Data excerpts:

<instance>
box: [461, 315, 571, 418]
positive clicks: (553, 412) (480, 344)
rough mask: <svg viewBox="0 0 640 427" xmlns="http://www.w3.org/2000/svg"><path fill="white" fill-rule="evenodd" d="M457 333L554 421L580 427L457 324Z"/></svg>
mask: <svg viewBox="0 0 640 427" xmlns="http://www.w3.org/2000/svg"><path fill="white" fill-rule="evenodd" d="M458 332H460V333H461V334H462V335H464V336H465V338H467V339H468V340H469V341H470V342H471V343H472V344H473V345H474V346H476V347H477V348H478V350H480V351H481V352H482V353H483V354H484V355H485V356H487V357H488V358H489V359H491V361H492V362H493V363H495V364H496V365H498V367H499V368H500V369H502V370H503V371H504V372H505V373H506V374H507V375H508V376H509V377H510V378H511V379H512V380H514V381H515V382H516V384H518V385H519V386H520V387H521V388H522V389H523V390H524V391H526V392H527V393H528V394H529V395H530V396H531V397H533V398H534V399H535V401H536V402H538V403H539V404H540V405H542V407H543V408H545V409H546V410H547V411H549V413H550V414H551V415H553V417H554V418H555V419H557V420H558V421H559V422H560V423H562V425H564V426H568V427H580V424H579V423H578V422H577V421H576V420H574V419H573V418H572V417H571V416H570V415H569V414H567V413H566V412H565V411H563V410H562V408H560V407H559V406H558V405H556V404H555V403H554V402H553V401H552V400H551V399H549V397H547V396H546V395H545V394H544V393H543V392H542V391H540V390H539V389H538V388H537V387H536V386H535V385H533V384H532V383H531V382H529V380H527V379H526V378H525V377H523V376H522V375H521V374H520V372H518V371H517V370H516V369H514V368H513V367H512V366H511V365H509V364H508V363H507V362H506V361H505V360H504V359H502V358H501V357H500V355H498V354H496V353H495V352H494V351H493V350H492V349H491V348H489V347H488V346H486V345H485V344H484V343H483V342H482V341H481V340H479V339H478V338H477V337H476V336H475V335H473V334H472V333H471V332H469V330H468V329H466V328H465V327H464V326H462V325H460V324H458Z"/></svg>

* Your objective: The lines above starting at the one that contains "box: [461, 315, 571, 418]" and ending at the one that contains "positive clicks: (553, 412) (480, 344)" must be transcribed exactly, and no other lines may appear.

* Expected output:
box: [461, 315, 571, 418]
positive clicks: (553, 412) (480, 344)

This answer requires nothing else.